— EXERCISE PASSAGE —
Light Emitting Diodes
Light-Emitting Diode (LED)
LED is an optoelectronic device; it consists mainly of a p-n junction. LEDs are particularly designed so that the radiative recombination dominates to produce a photon. This radiative recombination process of electrically injected electrons and holes from n-type and p-type regions occurs efficiently in the active region of LEDs. The wavelength of the emitted photon depends on the bandgap energy of the semiconductor material in the active region.
The Working Principle of LED
The typical structure of LED is a p-n junction diode, mainly consisting of one layer uniformly p-doped in one side and one n-doped on the other side. Once the p-n junction has been created, a space charge layer and a built-in voltage (energy barrier) will automatically be formed due to the carrier balance process. By applying an external forward voltage to the diode, the electrons and holes in the conduction band and valance band respectively see a lower energy barrier and start the minority injection process. The electrons will be injected to the n-type layer and the holes to the p-type layer. When they reach the active region, the electrons in the conduction band recombine with holes from the valence band creating a photon. The wavelength of the emitted photons is associated to the bandgap energy of the active region.

— WORK TO COMPLETE —
[1] In the passage on light-emitting diodes, what does the wavelength of the emitted photon depend on?
[2] Write out the passage on light-emitting diodes from "The Working Principle" to "of the active region.".
[3] Write what comes next in the passage on light-emitting diodes, starting after its last sentence.
The listing has nothing to do with the passage on light-emitting diodes.

— LISTED ENTRIES —
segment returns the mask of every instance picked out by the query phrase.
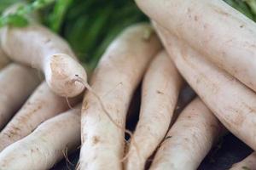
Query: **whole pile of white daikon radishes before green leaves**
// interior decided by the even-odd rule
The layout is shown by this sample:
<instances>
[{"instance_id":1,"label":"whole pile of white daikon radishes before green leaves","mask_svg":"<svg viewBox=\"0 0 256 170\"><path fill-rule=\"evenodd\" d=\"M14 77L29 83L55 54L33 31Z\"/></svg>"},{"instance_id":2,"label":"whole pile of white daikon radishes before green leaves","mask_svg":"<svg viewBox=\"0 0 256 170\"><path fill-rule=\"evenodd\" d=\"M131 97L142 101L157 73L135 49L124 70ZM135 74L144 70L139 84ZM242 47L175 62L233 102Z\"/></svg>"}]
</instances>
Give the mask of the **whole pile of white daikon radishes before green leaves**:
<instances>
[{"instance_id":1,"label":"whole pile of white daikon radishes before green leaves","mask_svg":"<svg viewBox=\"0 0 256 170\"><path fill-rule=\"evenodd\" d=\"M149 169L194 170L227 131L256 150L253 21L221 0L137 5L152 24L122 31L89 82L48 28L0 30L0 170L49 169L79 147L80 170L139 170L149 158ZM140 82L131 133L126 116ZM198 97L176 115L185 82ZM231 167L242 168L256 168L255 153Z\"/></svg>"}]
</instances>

— ANSWERS IN ORDER —
[1] It depends on the bandgap energy of the semiconductor material in the active region.

[2]
The Working Principle of LED
The typical structure of LED is a p-n junction diode, mainly consisting of one layer uniformly p-doped in one side and one n-doped on the other side. Once the p-n junction has been created, a space charge layer and a built-in voltage (energy barrier) will automatically be formed due to the carrier balance process. By applying an external forward voltage to the diode, the electrons and holes in the conduction band and valance band respectively see a lower energy barrier and start the minority injection process. The electrons will be injected to the n-type layer and the holes to the p-type layer. When they reach the active region, the electrons in the conduction band recombine with holes from the valence band creating a photon. The wavelength of the emitted photons is associated to the bandgap energy of the active region.

[3]
Active Region
The active region is the core of the LED structure, and this region in the LED determines the way that the photons created by electron–hole radiative recombination are emitted. Quantum well structure is typically employed as active region in LED structure.
Quantum Well
A quantum well (QW) is a thin layer sandwiched between two larger–energy gap materials. The width of the QW corresponds to the thickness of the sandwiched layer, so the well width is controlled by changing the thickness of this layer. The QW structures are used as active regions in the LED structure because they have a small volume, therefore when carriers are injected into a QW structure, the free carrier concentration in QW is high so nonradiative recombination probability is less. QW structures give a freedom to design the transition energies through changing the well width.
Recombination
There are two fundamental recombination mechanisms in LED, radiative recombination and nonradiative recombination. During a radiative recombination, electrons and holes recombine followed by the emission of photons, whereas in a nonradiative recombination process, the energy is converted to phonons, generating extra heat to the material.
Turn-On Voltage
The LED turn-on voltage is the voltage at which the LED first emits light or at which the diffusion current starts to dominate. This turn-on voltage depends on the bandgap of the active region.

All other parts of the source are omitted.